Data to process →
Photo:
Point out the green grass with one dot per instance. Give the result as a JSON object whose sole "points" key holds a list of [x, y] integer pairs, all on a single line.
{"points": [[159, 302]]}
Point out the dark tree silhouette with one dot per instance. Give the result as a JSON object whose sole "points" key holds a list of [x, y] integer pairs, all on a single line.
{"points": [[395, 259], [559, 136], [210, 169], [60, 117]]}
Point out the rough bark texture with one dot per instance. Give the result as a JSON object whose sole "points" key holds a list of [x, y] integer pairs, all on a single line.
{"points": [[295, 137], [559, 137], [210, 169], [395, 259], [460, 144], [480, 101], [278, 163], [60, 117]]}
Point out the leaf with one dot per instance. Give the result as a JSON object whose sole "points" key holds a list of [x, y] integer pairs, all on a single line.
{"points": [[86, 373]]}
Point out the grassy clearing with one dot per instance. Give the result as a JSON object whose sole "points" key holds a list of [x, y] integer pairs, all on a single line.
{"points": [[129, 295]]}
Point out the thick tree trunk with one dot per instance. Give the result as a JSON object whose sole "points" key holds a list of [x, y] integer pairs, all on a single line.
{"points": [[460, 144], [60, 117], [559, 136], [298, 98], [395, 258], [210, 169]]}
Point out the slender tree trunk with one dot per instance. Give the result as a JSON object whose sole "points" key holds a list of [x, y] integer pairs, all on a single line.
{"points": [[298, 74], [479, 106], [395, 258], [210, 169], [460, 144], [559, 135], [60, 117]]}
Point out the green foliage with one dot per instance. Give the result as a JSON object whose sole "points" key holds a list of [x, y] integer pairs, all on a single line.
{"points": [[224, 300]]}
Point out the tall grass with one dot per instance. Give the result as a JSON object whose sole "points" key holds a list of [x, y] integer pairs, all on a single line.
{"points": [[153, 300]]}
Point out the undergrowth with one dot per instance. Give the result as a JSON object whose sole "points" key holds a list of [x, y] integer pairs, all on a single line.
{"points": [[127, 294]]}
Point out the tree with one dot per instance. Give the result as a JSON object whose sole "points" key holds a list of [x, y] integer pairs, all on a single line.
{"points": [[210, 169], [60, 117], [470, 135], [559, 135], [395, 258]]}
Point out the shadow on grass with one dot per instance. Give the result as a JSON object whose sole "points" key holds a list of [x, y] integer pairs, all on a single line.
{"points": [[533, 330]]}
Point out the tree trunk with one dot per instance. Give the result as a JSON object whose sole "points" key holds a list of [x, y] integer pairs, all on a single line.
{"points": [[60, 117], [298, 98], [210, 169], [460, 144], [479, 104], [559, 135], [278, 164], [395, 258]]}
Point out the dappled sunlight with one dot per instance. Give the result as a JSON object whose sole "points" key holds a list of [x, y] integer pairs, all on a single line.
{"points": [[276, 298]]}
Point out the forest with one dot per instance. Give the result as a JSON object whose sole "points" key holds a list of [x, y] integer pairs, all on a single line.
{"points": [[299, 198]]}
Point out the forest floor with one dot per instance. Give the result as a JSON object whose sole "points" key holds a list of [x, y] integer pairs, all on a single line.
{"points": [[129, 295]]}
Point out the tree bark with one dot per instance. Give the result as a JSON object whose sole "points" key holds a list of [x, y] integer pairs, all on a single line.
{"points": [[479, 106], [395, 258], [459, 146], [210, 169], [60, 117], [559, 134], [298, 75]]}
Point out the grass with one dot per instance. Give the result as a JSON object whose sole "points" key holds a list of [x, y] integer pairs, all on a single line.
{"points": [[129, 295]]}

To do →
Copy each line exactly, from the line containing "Point out the tree bark" down to the last line of the material, and no other lines.

Exercise output →
Point out the tree bark with one dot per instance. Give the result as a JSON object whose sole "points" key holds a list of [x, y] integer pairs, all on a single line.
{"points": [[479, 106], [395, 258], [459, 146], [210, 169], [60, 117], [559, 134], [298, 75]]}
Point out the grass with one dot per instance. Give the result as a JSON object whose sole "points" key holds a list of [x, y] integer pairs, all on a single line.
{"points": [[129, 295]]}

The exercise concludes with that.